(Records of labeled points)
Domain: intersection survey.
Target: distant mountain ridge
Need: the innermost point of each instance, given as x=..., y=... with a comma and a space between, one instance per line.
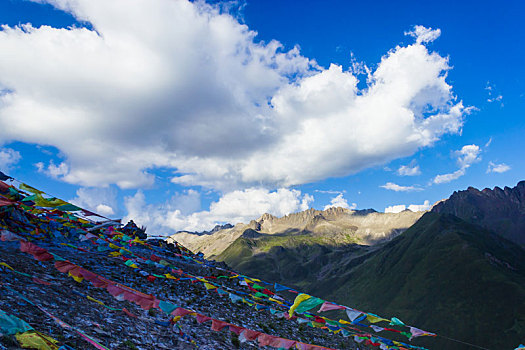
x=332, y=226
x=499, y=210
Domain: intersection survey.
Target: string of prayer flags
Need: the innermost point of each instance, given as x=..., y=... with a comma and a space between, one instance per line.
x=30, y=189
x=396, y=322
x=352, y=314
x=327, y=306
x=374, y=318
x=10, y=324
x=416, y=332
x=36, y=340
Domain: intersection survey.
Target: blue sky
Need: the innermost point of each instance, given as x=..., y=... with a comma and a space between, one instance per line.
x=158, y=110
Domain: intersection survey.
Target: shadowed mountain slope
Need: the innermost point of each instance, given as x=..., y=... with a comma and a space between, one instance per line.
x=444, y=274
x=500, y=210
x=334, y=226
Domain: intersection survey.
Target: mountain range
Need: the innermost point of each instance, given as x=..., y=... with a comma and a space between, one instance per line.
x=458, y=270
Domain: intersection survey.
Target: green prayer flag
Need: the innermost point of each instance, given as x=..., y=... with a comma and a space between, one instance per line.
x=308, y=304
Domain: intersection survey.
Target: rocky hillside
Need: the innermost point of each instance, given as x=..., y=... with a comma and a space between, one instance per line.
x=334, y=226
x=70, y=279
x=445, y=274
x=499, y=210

- YOUR OBJECTIVE: Turn every line of the entries above into one numbered list, skipping any blank lines. Leave the pictures out.

- RIGHT ANSWER:
1. Domain: intersection survey.
2. Target: distant mountain ridge
3. Need: the innermost point of each instance, given as x=..., y=... with a comma and a space between, one instance per line.
4. x=332, y=226
5. x=499, y=210
6. Domain: intersection survey.
7. Target: string of prayer flags
8. Need: the innermost point of each instance, given as x=..., y=... with a comma and a space between, one instance per line.
9. x=30, y=189
10. x=396, y=322
11. x=352, y=314
12. x=327, y=306
13. x=374, y=318
14. x=10, y=324
15. x=416, y=332
16. x=36, y=340
17. Domain: intersection survey.
18. Target: blue sky
19. Need: the innermost point of each instance, given as x=..., y=... with a comma and a space between, one instance per line.
20. x=158, y=110
21. Domain: intersection survey.
22. Target: shadowed mountain slope
23. Need: the innermost point of each instance, given as x=..., y=... with a comma and a space between, one instance per line.
24. x=444, y=274
25. x=500, y=210
26. x=334, y=226
27. Domain: intersection survey.
28. Target: mountain range
29. Need: the innermost point of each instance, given as x=..., y=... with a comma and a space between, one instance per line.
30. x=458, y=270
31. Domain: intersection survey.
32. Target: green prayer flag
33. Need: the innermost point of each instance, given as x=..., y=... with a comma and a space between, one instance per line.
34. x=308, y=304
35. Domain: intersection survey.
36. Target: rocky hillside
37. Need: the innermost point of each instance, given as x=..., y=... with a comma and a space between, one instance per line.
38. x=334, y=226
39. x=70, y=279
40. x=445, y=274
41. x=499, y=210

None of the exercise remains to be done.